» EXCERPTED DATA:
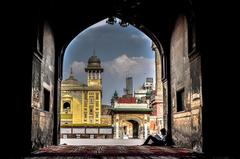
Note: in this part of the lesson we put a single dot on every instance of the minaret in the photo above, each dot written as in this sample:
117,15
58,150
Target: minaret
94,70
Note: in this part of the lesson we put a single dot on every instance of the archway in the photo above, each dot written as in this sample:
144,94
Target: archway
79,121
135,128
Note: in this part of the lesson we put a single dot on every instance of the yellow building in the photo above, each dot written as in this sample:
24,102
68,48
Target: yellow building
81,103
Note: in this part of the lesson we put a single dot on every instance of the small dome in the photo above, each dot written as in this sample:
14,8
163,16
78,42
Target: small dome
94,61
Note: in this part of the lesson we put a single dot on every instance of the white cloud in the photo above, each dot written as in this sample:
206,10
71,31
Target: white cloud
139,37
99,24
78,67
124,65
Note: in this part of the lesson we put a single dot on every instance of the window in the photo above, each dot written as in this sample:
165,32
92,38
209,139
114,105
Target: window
91,100
191,37
97,96
46,96
180,100
66,106
97,104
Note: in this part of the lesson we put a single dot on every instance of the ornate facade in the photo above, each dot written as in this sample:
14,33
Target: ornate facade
81,103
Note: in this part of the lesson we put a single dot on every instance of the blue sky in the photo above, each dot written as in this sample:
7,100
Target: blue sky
123,51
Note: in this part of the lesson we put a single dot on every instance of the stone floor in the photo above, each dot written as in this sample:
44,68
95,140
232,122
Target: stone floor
114,151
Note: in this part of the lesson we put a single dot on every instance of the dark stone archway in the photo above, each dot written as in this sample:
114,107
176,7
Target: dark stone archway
69,18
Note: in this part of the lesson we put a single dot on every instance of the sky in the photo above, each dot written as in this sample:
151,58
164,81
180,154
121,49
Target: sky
123,51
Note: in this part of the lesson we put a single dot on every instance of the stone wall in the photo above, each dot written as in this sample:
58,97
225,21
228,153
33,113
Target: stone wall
185,75
43,88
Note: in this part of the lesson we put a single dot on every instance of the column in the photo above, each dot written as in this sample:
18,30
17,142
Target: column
145,127
117,126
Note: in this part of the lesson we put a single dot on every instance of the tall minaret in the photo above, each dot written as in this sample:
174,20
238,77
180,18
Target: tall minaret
94,70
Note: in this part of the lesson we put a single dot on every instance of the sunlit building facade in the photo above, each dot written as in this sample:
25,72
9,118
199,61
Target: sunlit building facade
81,103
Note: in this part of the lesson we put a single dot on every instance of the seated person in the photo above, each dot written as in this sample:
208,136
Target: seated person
158,139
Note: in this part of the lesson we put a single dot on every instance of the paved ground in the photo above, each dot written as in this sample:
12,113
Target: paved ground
102,141
114,151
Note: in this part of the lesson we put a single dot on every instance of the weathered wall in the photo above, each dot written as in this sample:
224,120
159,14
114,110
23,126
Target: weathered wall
43,78
185,74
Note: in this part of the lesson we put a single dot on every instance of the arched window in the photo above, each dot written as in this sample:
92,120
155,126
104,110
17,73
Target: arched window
66,105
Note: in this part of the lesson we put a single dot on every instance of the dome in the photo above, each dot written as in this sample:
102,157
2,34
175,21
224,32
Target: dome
94,61
71,81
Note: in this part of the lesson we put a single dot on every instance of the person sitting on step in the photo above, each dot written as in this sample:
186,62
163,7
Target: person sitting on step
158,139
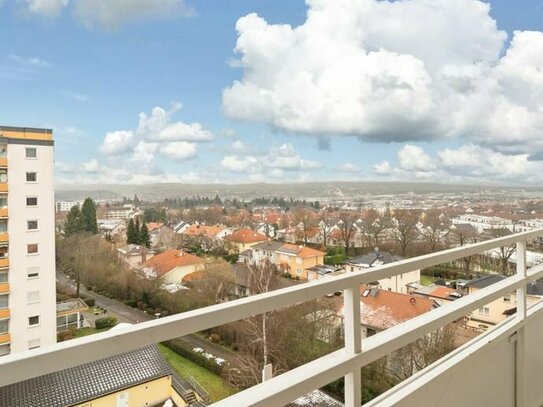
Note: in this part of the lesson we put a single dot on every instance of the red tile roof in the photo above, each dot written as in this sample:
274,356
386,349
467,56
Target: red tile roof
246,236
382,309
165,262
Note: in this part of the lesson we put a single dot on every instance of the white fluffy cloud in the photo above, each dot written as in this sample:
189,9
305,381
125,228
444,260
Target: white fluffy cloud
273,163
156,133
466,163
109,14
393,71
45,8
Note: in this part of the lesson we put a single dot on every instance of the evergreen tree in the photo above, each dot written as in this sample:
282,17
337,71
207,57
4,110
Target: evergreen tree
131,233
88,216
144,236
74,222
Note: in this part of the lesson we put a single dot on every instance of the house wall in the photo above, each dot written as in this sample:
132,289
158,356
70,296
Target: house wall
177,274
151,393
495,309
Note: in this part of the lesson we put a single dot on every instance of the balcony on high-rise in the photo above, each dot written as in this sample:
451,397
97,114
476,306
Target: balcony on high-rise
499,367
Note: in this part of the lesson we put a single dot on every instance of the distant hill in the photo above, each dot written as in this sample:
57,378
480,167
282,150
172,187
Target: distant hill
322,190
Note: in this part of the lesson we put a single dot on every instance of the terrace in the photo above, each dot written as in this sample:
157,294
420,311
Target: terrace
500,367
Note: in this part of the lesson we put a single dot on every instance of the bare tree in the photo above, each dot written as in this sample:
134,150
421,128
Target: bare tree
305,220
432,229
347,227
374,227
405,223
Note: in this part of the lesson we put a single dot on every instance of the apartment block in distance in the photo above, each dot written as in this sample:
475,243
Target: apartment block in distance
27,239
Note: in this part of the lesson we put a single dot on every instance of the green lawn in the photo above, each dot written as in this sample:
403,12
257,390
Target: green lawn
216,386
88,331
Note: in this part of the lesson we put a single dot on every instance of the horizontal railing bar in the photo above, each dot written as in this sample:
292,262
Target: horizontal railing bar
25,365
293,384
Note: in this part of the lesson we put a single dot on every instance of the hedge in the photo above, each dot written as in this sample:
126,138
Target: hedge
106,322
184,349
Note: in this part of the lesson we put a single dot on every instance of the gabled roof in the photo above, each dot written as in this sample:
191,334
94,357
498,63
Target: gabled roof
300,251
374,258
246,236
165,262
153,225
382,309
270,245
485,281
86,382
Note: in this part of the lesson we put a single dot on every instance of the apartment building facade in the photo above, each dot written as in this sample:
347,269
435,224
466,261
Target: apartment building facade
27,239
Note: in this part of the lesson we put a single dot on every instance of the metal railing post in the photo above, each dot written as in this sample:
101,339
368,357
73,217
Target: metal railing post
521,315
353,344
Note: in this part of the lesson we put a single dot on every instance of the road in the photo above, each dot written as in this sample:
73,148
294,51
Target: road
134,316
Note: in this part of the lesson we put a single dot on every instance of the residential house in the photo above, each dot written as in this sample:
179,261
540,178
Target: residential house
399,283
439,294
135,255
137,378
207,236
289,258
382,309
172,266
181,226
115,229
499,309
243,239
161,235
70,314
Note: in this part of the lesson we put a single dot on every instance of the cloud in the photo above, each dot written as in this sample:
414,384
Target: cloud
117,142
273,163
349,167
404,71
413,158
109,14
469,162
78,97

» EXERCISE: What you return must match each record exactly and contain no images.

» WORKED SOLUTION:
Note: in this part of the lesson we put a single dot on every instance of the minaret in the photo above, each dot written as in this sample:
117,15
58,150
Target: minaret
94,70
Note: in this part of the lesson we put a single dot on every instance of the archway in the photo above, each dot written as in this sample:
144,94
Target: archway
79,121
135,128
Note: in this part of the lesson we put a single dot on every instance of the yellow building in the photo above, each dot written as in this sample:
24,102
68,48
Target: yellow building
81,103
Note: in this part of the lesson we put a single dot on every instance of the small dome in the photo above, each dot written as in this sample:
14,8
163,16
78,42
Target: small dome
94,61
Note: in this part of the lesson we put a single dot on every instance of the white cloud in the photo above, each dot written as in this sample:
206,10
71,31
Target: white cloud
139,37
99,24
78,67
124,65
Note: in this part of the lesson we put a single dot on every instance of the window in the photo above, each dot written as in this sample:
165,32
92,38
209,139
114,105
Target: window
91,100
191,37
97,96
46,96
180,100
66,106
97,104
Note: in this part of the lesson we put a single dot on every instance of the ornate facade in the photo above, each dot written as in this sample:
14,33
Target: ornate facade
81,103
Note: in this part of the lesson we put a single dot on every instance of the blue sky in the photo above, each dot written as in this sample:
7,100
Target: blue sky
123,51
Note: in this part of the lesson we put a single dot on every instance of the stone floor in the photo above, each dot written as in this sample:
44,68
95,140
232,122
Target: stone floor
114,151
Note: in this part of the lesson we put a single dot on every instance of the dark stone archway in the photo above, each dot written as in this sample:
114,107
176,7
Target: dark stone archway
69,18
Note: in this part of the lesson we put a single dot on every instance of the sky in the photo above, each dot written as in this sample:
151,58
164,81
180,154
121,49
Target: sky
123,51
Note: in this part of the lesson we put a single dot on every instance of the stone wall in the photo above, each dot written as in this sample:
58,97
225,21
228,153
33,113
Target: stone wall
185,75
43,88
Note: in this part of the lesson we put a single dot on every instance of the column in the photo above, each dot written as in this sample:
18,30
17,142
Target: column
145,127
117,126
Note: in this part of the lesson we put a single dot on every instance of the tall minaret in the photo above, each dot written as in this sample:
174,20
238,77
180,18
Target: tall minaret
94,70
Note: in this part of the lesson we put a single dot on every instance of the sunlit building facade in the photo above, each dot written as in this sample:
25,72
9,118
199,61
Target: sunlit building facade
81,103
Note: in this part of the lesson we put a single dot on every instance of the seated person in the photo above, each dot written as in this sample:
208,136
Target: seated person
158,139
Note: in this part of the lesson we put a single dot on every instance of the paved ground in the photo above, each dot written as in this sample:
12,113
Target: paved ground
102,141
114,151
Note: in this part of the lesson we put a single dot on every instance of the weathered wall in the photo above, each dot written as in this sample:
224,120
159,14
114,110
23,126
Target: weathered wall
43,78
185,74
Note: in this part of the lesson we put a single dot on every instance of the arched window in the photo above, each dot written as in this sample:
92,120
155,126
104,110
17,73
Target: arched window
66,105
Note: in this part of the lesson we put a single dot on every instance of the dome in the photo above, each dot written as in this sample:
102,157
2,34
175,21
224,32
Target: dome
94,61
71,81
Note: in this part of the lesson we put a single dot on every instance of the person sitting on step in the photo above, each dot written as in this sample:
186,62
163,7
Target: person sitting on step
158,139
Note: in this part of the lesson we put a single dot on every instance of the red tile roof in the photo above, each dot written as in this sample:
274,356
386,349
467,56
Target: red tile roof
246,236
382,309
165,262
Note: in this part of the lesson we put a single dot on every instance of the white fluffy cloud in the photo above, each dot written as in this sample:
189,9
305,381
125,228
444,260
Target: white fluffy cloud
273,163
156,133
466,163
109,14
393,71
45,8
Note: in this part of the lesson we put a single dot on every instance of the evergreen tree in the photo above, each dot written as in this sample:
282,17
337,71
207,57
4,110
Target: evergreen tree
131,233
88,216
144,236
74,222
Note: in this part of the lesson we put a single dot on every instance of the house wall in the photo above, each dot written as in this sample:
132,289
158,356
70,296
Target: house wall
177,274
151,393
495,309
Note: in this part of the lesson we put a single dot on every instance of the balcony on high-rise in the photo above, each dot written as in this sample:
451,397
97,114
476,306
Target: balcony on high-rise
499,367
Note: in this part of the lesson we put a single dot on every instance of the distant hill in the photo above, each dot written as in this sample:
57,378
480,167
282,150
172,187
Target: distant hill
322,190
Note: in this part of the lesson we put a single dot on every instance of the terrace in the photo above, each dot written as in this sample:
157,294
420,311
Target: terrace
500,367
Note: in this part of the lesson we put a single dot on every instance of the bare tree in the photo above, each dot written as in this sample:
134,150
421,128
Target: bare tree
305,220
432,229
347,227
374,227
405,223
Note: in this part of the lesson we put a single dot on every instance of the apartment block in distance in the photo above, each dot written as in this sample:
475,243
Target: apartment block in distance
27,239
Note: in this part of the lesson we put a single dot on every instance of the green lawn in the photo above, each dot written as in this sample:
403,12
257,390
Target: green lawn
216,386
88,331
Note: in this part of the lesson we put a single dot on every instance of the horizontal railing bar in the photo above, each dot written as in this sample:
292,262
Target: horizontal railing bar
25,365
293,384
Note: in this part of the lesson we put a single dot on every instance of the hedge in the photo above, each dot written as in this sample:
126,138
Target: hedge
106,322
184,349
Note: in this part of the lesson we put a single dot on every instance of the gabled roof in the photo above, each dot written as in this sample:
191,334
94,357
498,63
Target: gabled roof
300,251
374,258
246,236
165,262
153,225
382,309
270,245
485,281
86,382
Note: in this part of the lesson we put a single dot on every instance of the apartment building facade in the photo above, each dot written as in this sample:
347,269
435,224
466,261
Target: apartment building facade
27,239
Note: in this part of the lesson we put a single dot on every instance of the metal railing post in the photo above, each dot written as in this sample:
101,339
368,357
73,217
Target: metal railing post
521,315
353,344
Note: in this part of the lesson we put a single dot on every instance of the road in the photo above, each dot written as in this sample:
73,148
294,51
Target: road
134,316
Note: in this part of the lesson we put a single dot on every instance of the residential house in the photo above, each dot written as in this sample:
179,261
540,178
Target: residential house
399,283
439,294
135,255
137,378
207,236
289,258
382,309
172,266
181,226
115,229
499,309
243,239
161,235
70,314
Note: in this part of the lesson we put a single dot on every instance of the cloud in the photo above, each dot written as in this sample:
414,384
Target: cloud
117,142
273,163
349,167
404,71
413,158
109,14
469,162
78,97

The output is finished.